**** Passage ****

Manhattan elected three Democrats, one Republican, one member of the City Fusion party, and one member of the American Labor Party.

Brooklyn elected nine councillors: five Democrats, two American Laborites, one City Fusionist and one Communist.

Baruch Charney Vladeck of Manhattan, an American Laborite and former Alderman, was elected Majority Leader of an anti-Tammany coalition that included Laborites, Republicans, Fusionists and insurgent Democrats. John Cashmore of Brooklyn, who had served seven terms in the Board of Aldermen, was elected the Vice Chairman and consequently leader of the majority after the anti-Tammany coalition fell apart in September. The Board of Aldermen held its last meeting on December 21, and the new City Council met for the first time on January 3, 1938. Proportional representation was abolished in 1947 as it allowed Communists to be elected to the council.

**** Extracted data ****

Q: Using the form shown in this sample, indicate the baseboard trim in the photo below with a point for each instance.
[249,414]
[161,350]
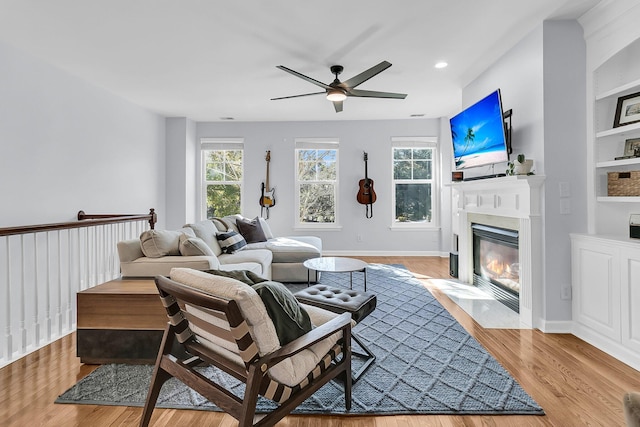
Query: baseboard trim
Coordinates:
[556,326]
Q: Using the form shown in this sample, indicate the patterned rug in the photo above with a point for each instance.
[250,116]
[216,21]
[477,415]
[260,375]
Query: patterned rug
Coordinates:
[426,364]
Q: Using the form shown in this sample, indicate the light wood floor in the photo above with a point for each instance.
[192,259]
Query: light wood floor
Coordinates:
[576,384]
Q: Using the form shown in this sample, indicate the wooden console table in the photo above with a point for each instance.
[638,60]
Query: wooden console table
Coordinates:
[121,321]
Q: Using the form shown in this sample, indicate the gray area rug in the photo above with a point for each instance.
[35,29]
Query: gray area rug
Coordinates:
[426,364]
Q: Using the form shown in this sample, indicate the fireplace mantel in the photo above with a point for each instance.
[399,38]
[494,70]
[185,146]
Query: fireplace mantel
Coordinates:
[511,202]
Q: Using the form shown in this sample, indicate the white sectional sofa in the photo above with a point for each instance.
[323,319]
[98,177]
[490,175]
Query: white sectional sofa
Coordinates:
[198,246]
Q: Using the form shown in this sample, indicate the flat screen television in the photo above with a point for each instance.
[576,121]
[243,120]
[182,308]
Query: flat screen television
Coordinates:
[478,134]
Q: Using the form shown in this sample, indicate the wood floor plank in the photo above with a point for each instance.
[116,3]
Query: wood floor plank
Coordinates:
[575,383]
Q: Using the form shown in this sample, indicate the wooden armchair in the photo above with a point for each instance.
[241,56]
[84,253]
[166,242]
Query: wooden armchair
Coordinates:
[222,322]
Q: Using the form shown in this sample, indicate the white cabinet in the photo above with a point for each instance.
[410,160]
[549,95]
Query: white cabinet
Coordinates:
[606,294]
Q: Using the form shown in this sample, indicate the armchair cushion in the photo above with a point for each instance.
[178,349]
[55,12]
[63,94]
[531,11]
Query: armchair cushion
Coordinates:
[245,276]
[290,371]
[289,318]
[159,243]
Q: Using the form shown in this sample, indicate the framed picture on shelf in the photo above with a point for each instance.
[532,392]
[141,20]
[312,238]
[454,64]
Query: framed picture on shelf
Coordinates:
[627,110]
[632,147]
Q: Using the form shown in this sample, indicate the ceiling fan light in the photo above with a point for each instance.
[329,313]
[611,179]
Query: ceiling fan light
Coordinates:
[336,95]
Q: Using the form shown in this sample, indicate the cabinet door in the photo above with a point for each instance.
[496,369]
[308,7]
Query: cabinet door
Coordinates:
[596,287]
[630,294]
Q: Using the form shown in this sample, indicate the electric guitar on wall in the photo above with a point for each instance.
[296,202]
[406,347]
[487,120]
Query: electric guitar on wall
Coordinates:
[366,194]
[268,197]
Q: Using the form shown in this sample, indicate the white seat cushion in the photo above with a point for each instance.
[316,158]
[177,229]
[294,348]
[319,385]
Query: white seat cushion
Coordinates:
[290,371]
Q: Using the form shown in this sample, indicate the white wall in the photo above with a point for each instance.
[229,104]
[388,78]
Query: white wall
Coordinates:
[543,81]
[564,155]
[355,137]
[66,145]
[180,169]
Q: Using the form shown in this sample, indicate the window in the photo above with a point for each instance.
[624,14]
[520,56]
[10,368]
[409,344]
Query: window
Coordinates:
[222,178]
[316,183]
[414,169]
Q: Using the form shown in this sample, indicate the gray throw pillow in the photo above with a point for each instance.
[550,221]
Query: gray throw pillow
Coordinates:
[230,242]
[251,230]
[289,318]
[244,276]
[194,246]
[159,243]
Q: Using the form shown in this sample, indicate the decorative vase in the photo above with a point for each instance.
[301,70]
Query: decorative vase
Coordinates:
[523,168]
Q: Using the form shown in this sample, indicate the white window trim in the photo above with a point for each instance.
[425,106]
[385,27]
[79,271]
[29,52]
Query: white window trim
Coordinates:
[316,144]
[418,142]
[207,144]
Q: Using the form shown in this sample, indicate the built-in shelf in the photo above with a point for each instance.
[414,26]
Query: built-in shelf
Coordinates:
[619,130]
[619,90]
[616,163]
[618,199]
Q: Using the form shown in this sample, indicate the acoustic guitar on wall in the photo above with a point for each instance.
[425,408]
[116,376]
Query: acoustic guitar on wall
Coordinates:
[268,197]
[366,194]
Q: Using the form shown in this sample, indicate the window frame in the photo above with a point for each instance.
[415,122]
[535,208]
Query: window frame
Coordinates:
[417,142]
[316,144]
[217,144]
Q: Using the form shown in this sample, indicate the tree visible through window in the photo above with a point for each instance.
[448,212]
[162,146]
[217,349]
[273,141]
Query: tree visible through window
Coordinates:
[413,184]
[222,182]
[317,185]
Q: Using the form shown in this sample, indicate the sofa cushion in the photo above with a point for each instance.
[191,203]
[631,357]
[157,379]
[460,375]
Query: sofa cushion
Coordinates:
[151,267]
[193,246]
[286,250]
[159,243]
[251,230]
[230,242]
[289,318]
[206,230]
[266,228]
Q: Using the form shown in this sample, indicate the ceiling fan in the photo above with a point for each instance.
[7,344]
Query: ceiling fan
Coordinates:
[338,91]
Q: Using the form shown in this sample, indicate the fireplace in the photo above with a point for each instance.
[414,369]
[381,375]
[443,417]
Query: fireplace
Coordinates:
[496,267]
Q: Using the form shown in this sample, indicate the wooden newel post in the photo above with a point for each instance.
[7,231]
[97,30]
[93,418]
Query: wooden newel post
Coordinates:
[153,219]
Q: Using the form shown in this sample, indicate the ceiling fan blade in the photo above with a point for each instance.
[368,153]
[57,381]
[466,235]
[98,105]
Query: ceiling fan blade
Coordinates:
[375,94]
[366,75]
[303,77]
[298,96]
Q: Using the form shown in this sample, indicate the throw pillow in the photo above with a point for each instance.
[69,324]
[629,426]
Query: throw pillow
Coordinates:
[289,318]
[194,246]
[265,228]
[231,242]
[244,276]
[159,243]
[251,230]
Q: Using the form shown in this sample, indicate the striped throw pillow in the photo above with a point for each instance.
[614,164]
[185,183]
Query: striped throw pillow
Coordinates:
[230,241]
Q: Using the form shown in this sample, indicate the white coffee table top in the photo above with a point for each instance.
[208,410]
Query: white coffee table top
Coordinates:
[335,264]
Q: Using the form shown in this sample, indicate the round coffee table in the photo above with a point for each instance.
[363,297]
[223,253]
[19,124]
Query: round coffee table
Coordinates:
[337,265]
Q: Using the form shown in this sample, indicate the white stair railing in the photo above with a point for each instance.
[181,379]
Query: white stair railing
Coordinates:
[43,268]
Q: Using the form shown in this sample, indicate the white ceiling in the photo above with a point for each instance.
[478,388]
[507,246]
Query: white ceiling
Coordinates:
[210,59]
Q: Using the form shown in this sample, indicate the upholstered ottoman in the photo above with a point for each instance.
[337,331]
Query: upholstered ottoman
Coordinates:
[338,300]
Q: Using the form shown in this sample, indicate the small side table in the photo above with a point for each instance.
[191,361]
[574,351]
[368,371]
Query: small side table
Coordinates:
[337,265]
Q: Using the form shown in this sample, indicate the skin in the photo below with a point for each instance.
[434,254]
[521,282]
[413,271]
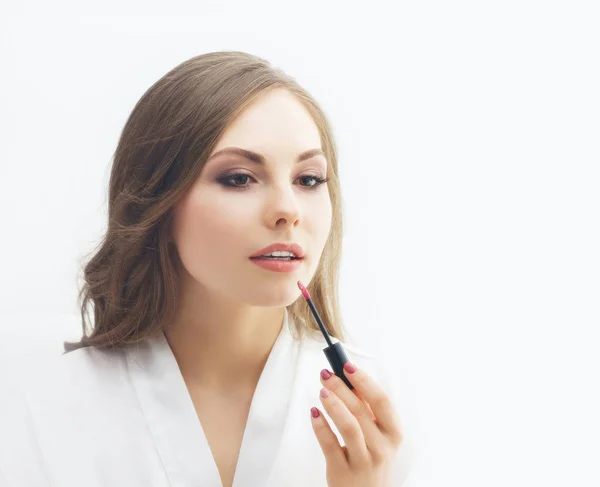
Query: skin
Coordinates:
[231,310]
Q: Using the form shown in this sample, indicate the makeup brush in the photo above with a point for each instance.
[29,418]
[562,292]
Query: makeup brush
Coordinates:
[334,352]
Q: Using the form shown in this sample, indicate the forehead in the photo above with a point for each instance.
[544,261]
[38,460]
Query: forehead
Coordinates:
[274,124]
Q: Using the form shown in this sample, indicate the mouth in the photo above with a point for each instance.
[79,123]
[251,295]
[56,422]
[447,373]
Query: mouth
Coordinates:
[276,258]
[278,264]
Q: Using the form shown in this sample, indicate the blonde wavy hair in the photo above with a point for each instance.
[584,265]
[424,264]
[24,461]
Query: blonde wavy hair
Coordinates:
[130,279]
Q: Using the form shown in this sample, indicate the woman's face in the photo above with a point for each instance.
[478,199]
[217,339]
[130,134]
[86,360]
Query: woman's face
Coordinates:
[237,207]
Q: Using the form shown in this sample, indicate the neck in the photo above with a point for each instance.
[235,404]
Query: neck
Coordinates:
[221,345]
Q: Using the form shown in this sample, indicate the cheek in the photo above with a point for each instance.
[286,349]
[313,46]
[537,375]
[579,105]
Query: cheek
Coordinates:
[320,214]
[208,229]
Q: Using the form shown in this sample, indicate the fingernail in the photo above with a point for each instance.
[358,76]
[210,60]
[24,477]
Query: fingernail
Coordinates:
[325,374]
[348,367]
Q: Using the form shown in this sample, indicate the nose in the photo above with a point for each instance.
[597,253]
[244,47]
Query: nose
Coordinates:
[283,209]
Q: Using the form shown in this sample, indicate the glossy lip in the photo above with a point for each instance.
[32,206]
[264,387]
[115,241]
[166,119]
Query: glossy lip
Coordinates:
[279,265]
[290,247]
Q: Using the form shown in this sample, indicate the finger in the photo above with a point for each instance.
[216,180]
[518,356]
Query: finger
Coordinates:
[381,404]
[347,425]
[359,408]
[330,445]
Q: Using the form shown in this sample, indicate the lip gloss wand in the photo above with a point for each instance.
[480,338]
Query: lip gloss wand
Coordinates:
[334,352]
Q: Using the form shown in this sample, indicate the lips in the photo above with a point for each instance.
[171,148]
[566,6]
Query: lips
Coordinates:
[293,247]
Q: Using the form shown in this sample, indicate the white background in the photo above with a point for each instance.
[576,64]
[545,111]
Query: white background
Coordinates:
[469,157]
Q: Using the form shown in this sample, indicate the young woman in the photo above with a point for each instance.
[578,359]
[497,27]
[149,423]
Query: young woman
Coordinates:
[203,364]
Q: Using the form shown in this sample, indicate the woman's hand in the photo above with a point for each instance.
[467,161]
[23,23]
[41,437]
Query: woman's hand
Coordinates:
[369,426]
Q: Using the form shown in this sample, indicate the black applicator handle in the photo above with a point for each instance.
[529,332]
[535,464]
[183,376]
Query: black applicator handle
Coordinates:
[335,353]
[337,358]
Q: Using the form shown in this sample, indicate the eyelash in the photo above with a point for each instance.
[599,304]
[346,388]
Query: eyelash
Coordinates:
[224,181]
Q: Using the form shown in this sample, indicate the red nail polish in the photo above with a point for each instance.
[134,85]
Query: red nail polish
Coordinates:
[348,367]
[325,374]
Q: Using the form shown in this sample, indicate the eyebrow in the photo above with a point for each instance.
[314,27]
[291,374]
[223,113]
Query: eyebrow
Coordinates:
[259,159]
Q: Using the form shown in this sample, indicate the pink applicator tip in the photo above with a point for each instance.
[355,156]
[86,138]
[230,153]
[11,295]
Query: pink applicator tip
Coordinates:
[305,292]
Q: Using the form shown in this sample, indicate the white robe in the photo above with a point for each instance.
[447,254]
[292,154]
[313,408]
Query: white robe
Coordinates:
[124,418]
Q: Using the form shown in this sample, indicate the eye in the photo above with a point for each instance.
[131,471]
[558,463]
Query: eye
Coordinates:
[318,180]
[236,178]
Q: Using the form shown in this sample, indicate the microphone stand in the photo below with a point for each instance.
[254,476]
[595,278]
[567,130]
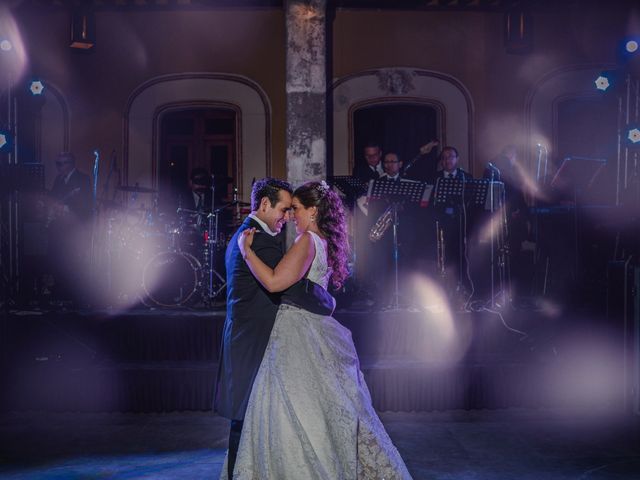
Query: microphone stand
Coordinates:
[94,198]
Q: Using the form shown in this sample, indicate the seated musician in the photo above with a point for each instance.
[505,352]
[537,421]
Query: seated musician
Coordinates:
[71,192]
[371,168]
[451,219]
[392,166]
[449,159]
[68,225]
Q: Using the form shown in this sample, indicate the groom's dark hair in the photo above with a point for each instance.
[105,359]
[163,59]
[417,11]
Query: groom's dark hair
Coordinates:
[270,188]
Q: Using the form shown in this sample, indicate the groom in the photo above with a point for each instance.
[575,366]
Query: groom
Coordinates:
[251,310]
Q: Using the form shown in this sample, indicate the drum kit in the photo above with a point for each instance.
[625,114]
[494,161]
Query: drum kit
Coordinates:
[166,260]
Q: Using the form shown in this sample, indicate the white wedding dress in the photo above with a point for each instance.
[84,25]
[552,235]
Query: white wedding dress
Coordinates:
[310,414]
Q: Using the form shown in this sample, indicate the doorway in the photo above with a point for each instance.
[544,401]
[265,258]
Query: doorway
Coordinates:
[196,138]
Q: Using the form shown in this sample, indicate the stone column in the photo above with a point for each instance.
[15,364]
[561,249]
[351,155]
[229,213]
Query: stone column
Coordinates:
[306,90]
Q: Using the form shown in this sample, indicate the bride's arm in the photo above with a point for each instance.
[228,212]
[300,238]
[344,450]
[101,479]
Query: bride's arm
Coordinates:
[289,270]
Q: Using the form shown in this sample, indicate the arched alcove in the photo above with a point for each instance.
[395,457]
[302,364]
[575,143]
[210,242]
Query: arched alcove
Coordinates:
[172,92]
[402,86]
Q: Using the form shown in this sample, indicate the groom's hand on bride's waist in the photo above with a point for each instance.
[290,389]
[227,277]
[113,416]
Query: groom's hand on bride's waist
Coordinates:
[309,296]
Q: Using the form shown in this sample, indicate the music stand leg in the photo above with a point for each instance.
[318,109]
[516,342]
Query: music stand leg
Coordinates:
[396,293]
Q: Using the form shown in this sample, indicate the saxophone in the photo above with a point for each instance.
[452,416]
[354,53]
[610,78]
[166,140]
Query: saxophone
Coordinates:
[382,224]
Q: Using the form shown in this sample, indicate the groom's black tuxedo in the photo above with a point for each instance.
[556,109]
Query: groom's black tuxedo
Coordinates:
[251,312]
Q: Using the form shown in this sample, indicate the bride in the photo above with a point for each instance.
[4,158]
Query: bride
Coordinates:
[310,413]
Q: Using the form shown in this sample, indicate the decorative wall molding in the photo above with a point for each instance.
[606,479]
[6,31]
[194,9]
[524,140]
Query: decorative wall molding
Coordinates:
[181,91]
[540,109]
[407,86]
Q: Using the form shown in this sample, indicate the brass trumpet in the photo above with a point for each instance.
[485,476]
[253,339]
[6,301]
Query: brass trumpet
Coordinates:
[382,224]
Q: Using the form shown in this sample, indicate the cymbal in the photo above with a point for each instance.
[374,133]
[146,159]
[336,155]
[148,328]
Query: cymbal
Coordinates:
[136,189]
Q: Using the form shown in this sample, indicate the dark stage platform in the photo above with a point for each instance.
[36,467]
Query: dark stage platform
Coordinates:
[162,361]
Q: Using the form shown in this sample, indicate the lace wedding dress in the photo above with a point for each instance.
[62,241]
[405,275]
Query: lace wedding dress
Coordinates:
[310,414]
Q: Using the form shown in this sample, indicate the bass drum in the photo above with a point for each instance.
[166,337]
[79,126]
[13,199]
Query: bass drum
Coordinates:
[171,279]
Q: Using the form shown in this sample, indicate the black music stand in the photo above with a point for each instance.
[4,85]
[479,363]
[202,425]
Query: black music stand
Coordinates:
[467,192]
[454,190]
[397,193]
[579,174]
[351,187]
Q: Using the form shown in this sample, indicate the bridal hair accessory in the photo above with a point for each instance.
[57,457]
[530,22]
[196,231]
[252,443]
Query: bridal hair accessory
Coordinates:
[323,188]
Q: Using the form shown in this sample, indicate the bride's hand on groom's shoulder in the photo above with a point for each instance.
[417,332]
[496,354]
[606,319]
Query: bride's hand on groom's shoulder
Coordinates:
[245,240]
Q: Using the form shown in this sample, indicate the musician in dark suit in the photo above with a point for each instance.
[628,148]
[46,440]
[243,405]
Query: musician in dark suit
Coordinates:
[71,191]
[371,168]
[451,217]
[251,310]
[68,225]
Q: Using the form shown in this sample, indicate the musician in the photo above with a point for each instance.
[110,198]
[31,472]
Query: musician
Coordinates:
[371,169]
[68,225]
[198,196]
[448,161]
[71,191]
[451,218]
[392,166]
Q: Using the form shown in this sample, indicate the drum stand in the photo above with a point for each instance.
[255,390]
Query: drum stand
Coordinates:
[216,283]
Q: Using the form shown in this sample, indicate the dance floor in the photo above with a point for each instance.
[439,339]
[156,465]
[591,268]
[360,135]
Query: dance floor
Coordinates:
[462,445]
[464,395]
[166,360]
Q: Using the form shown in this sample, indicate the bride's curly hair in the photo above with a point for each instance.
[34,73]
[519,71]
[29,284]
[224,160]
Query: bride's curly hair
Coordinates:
[331,223]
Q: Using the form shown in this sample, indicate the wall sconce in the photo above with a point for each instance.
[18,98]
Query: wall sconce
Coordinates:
[83,29]
[518,31]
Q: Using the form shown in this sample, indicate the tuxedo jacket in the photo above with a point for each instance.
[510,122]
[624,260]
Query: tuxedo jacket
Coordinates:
[251,313]
[75,194]
[364,172]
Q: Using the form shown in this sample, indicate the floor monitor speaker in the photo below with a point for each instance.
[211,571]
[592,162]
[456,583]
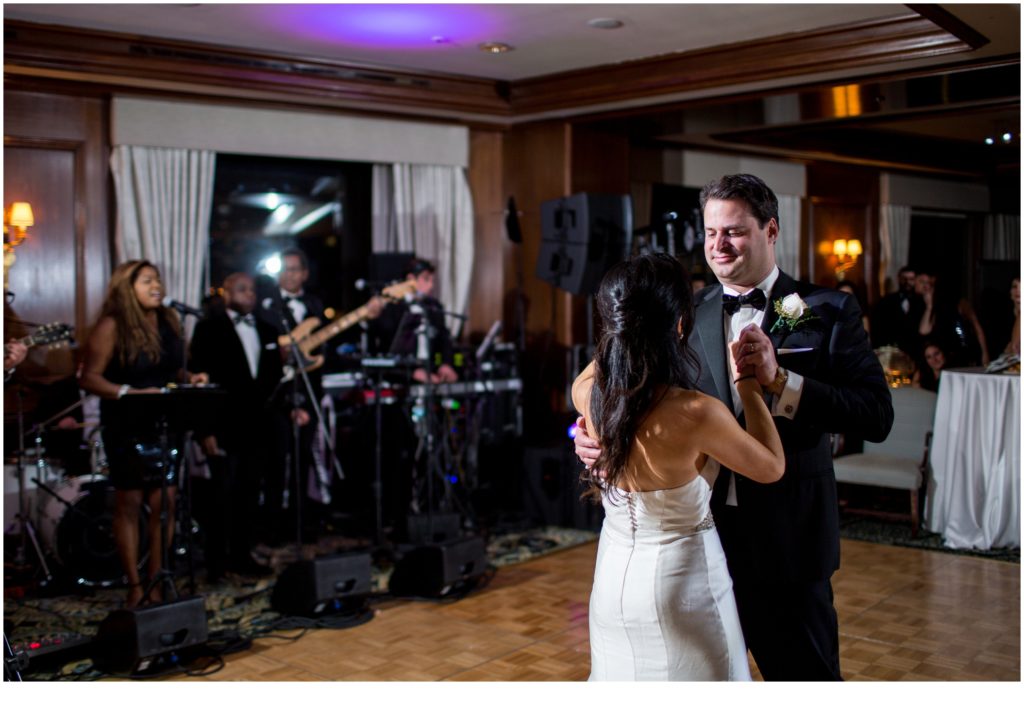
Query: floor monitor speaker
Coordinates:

****

#### Written instruction 1:
Summarize the passage on the Manhattan and Brooklyn council results in three sentences.
#### Written instruction 2:
Set down word for word the part of the passage on the Manhattan and Brooklyn council results that begins at the words "Baruch Charney Vladeck" and stops after "to the council.".
The material has no connection to the passage.

#### Output 1:
Manhattan elected three Democrats, one Republican, one City Fusionist and one American Laborite, while Brooklyn elected nine councillors: five Democrats, two American Laborites, one City Fusionist and one Communist. Baruch Charney Vladeck was elected Majority Leader of an anti-Tammany coalition, and John Cashmore, as Vice Chairman, became majority leader after that coalition fell apart in September. The new City Council first met on January 3, 1938, and proportional representation was abolished in 1947 because it allowed Communists to be elected to the council.

#### Output 2:
Baruch Charney Vladeck of Manhattan, an American Laborite and former Alderman, was elected Majority Leader of an anti-Tammany coalition that included Laborites, Republicans, Fusionists and insurgent Democrats. John Cashmore of Brooklyn, who had served seven terms in the Board of Aldermen, was elected the Vice Chairman and consequently leader of the majority after the anti-Tammany coalition fell apart in September. The Board of Aldermen held its last meeting on December 21, and the new City Council met for the first time on January 3, 1938. Proportional representation was abolished in 1947 as it allowed Communists to be elected to the council.